- _Seu objetivo_
Transcreva na íntegra, sem alterar nada, o trecho abaixo sobre o reencontro no Gigetto.

- _Trecho extraído_
^^^^

Fazia tempo que não nos víamos, nós que havíamos sido muito próximos nos tempos em que vivi na cidade pela primeira vez, idos dos 80.
Tivemos tempo para um café no Starbucks ali perto e marcamos jantar para a noite seguinte. Como não poderia deixar de ser, direto no Gigetto velho de guerra, ainda na Avanhandava, com aqueles pães maravilhosos de entrada em seu ambiente enorme e retrô, e repleto de boas histórias da Pauliceia Desvairada.
A certa altura da conversa, pães servidos, azeite e sal à mão, ele reclamou da nova namorada. Bem mais nova que ele, ainda beirando os 30, orgulhosa do mestrado e iniciando os movimentos para o doutorado. Ele não se conformava que ela, que gostava tanto de água com gás, nunca tivesse ouvido falar em Perrier. “Como é que essa mulher não conhece a francesinha verde?” – perguntou-me indignado. “Tem mestrado na USP e vai fazer doutorado por lá!” – emendou irritado.
Tentei ponderar utilizando a lógica dali mesmo da rua Avanhandava. Quem, nessa faixa de idade mais nova, tem idéia do que significou o Gigetto na história do teatro e da melhor boemia paulistana?

^^^^

- _Conjunto de dados_

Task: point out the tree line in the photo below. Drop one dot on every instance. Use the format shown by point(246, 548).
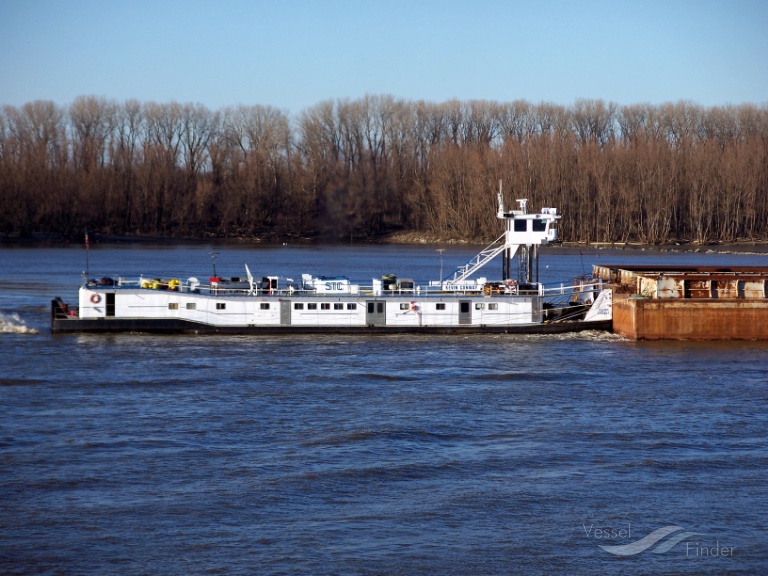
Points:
point(360, 169)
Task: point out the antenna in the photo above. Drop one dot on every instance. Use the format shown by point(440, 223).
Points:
point(213, 260)
point(501, 202)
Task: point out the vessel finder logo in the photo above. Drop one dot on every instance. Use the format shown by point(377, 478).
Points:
point(676, 535)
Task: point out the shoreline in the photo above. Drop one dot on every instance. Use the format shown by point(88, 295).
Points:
point(756, 247)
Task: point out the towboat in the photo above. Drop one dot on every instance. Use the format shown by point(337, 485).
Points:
point(457, 304)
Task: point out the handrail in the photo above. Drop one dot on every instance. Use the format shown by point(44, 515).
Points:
point(481, 259)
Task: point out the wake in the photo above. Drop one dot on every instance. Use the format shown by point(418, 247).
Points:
point(13, 324)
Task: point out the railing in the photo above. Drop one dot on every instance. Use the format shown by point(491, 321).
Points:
point(580, 287)
point(480, 260)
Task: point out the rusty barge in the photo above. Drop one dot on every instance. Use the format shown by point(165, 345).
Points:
point(688, 302)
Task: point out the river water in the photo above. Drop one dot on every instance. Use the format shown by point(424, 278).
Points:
point(138, 454)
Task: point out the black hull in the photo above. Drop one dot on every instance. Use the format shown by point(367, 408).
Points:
point(63, 324)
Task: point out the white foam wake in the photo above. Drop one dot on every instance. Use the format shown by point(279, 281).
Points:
point(13, 324)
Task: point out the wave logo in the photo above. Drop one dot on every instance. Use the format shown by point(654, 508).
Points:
point(673, 534)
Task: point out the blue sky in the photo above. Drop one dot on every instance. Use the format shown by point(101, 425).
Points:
point(293, 54)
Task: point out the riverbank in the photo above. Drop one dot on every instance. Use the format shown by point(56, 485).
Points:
point(756, 247)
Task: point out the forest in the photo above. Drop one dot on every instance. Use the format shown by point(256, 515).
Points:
point(381, 167)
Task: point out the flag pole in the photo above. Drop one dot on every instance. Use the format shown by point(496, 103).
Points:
point(87, 249)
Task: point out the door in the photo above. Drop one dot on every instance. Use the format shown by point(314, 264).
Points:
point(285, 311)
point(465, 312)
point(110, 304)
point(375, 313)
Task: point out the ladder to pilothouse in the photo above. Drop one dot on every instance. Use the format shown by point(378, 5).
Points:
point(488, 254)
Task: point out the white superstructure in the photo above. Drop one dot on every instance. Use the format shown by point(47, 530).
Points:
point(335, 303)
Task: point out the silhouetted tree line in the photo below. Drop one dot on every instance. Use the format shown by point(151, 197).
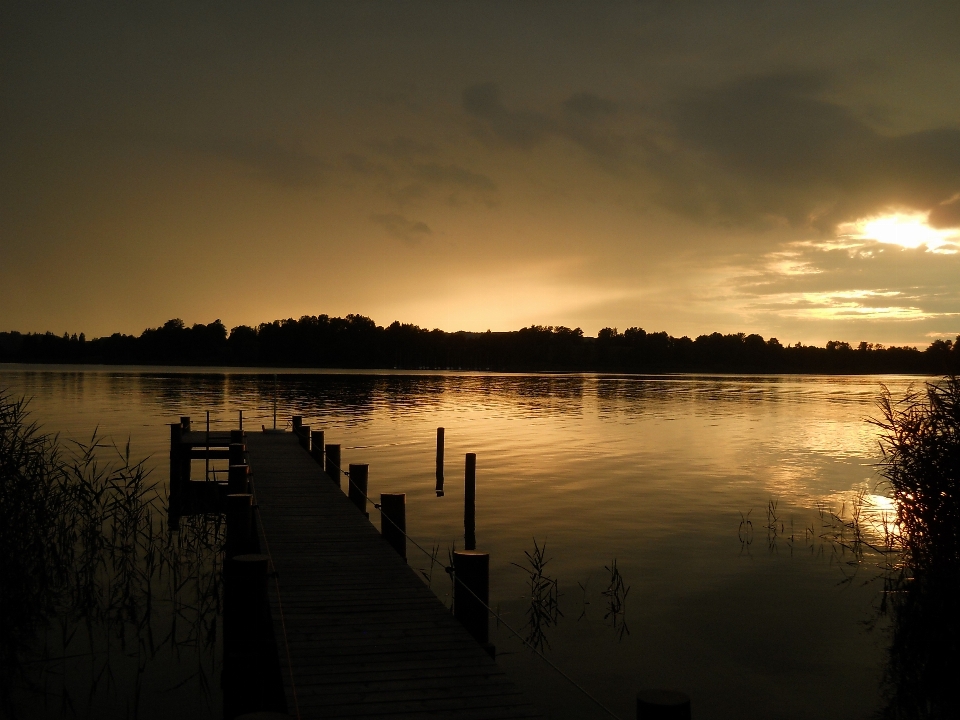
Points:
point(357, 342)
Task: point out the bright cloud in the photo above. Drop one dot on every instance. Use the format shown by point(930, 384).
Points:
point(906, 229)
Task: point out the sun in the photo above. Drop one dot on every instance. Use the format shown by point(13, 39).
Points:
point(906, 229)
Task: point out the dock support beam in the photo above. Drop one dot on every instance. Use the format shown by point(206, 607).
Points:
point(393, 521)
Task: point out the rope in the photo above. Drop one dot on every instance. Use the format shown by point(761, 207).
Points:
point(283, 622)
point(495, 614)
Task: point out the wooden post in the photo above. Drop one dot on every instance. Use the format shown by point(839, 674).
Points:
point(357, 484)
point(316, 446)
point(176, 482)
point(237, 480)
point(206, 455)
point(237, 452)
point(393, 521)
point(470, 502)
point(239, 524)
point(440, 432)
point(332, 464)
point(662, 705)
point(471, 592)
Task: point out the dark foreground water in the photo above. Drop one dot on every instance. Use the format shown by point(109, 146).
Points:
point(651, 496)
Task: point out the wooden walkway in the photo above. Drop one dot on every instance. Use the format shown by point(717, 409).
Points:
point(366, 637)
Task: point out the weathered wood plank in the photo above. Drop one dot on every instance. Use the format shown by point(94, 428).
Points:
point(365, 636)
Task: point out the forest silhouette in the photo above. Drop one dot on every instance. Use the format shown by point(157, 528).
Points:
point(358, 342)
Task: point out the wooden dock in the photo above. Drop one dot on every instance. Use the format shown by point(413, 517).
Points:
point(364, 635)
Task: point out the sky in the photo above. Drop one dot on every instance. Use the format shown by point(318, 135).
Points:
point(784, 168)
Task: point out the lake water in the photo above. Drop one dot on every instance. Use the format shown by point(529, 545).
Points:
point(654, 474)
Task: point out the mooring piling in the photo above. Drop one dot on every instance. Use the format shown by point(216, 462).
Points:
point(237, 479)
point(471, 593)
point(237, 451)
point(316, 446)
point(239, 511)
point(332, 463)
point(470, 502)
point(357, 484)
point(440, 432)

^^^^

- _Resposta_
Fazia tempo que não nos víamos, nós que havíamos sido muito próximos nos tempos em que vivi na cidade pela primeira vez, idos dos 80.
Tivemos tempo para um café no Starbucks ali perto e marcamos jantar para a noite seguinte. Como não poderia deixar de ser, direto no Gigetto velho de guerra, ainda na Avanhandava, com aqueles pães maravilhosos de entrada em seu ambiente enorme e retrô, e repleto de boas histórias da Pauliceia Desvairada.
A certa altura da conversa, pães servidos, azeite e sal à mão, ele reclamou da nova namorada. Bem mais nova que ele, ainda beirando os 30, orgulhosa do mestrado e iniciando os movimentos para o doutorado. Ele não se conformava que ela, que gostava tanto de água com gás, nunca tivesse ouvido falar em Perrier. “Como é que essa mulher não conhece a francesinha verde?” – perguntou-me indignado. “Tem mestrado na USP e vai fazer doutorado por lá!” – emendou irritado.
Tentei ponderar utilizando a lógica dali mesmo da rua Avanhandava. Quem, nessa faixa de idade mais nova, tem idéia do que significou o Gigetto na história do teatro e da melhor boemia paulistana?